[REQUIREMENT] Set out every line of the rows below as a numbered list, leaving out any blank lines.

——

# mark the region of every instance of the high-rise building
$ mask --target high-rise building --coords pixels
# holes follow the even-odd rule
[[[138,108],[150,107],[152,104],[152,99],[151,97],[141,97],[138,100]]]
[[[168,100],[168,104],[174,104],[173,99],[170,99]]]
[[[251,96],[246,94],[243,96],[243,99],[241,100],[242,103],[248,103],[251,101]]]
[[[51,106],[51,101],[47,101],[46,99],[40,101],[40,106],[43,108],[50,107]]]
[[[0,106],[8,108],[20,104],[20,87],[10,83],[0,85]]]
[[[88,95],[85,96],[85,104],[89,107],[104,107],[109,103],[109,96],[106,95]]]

——

[OUTPUT BELOW]
1. # mark the region of every instance of the high-rise building
2. $ mask --target high-rise building --coords pixels
3. # holes follow the even-odd rule
4. [[[138,108],[150,107],[152,104],[152,99],[151,97],[141,97],[138,100]]]
5. [[[168,100],[168,104],[174,104],[173,99],[170,99]]]
6. [[[251,96],[246,94],[243,96],[243,99],[241,100],[242,103],[248,103],[251,101]]]
7. [[[51,106],[51,101],[47,101],[46,99],[40,101],[40,106],[43,108],[50,107]]]
8. [[[0,106],[8,108],[20,104],[20,87],[10,83],[0,85]]]
9. [[[88,95],[85,96],[85,104],[89,107],[104,107],[109,103],[109,96],[106,95]]]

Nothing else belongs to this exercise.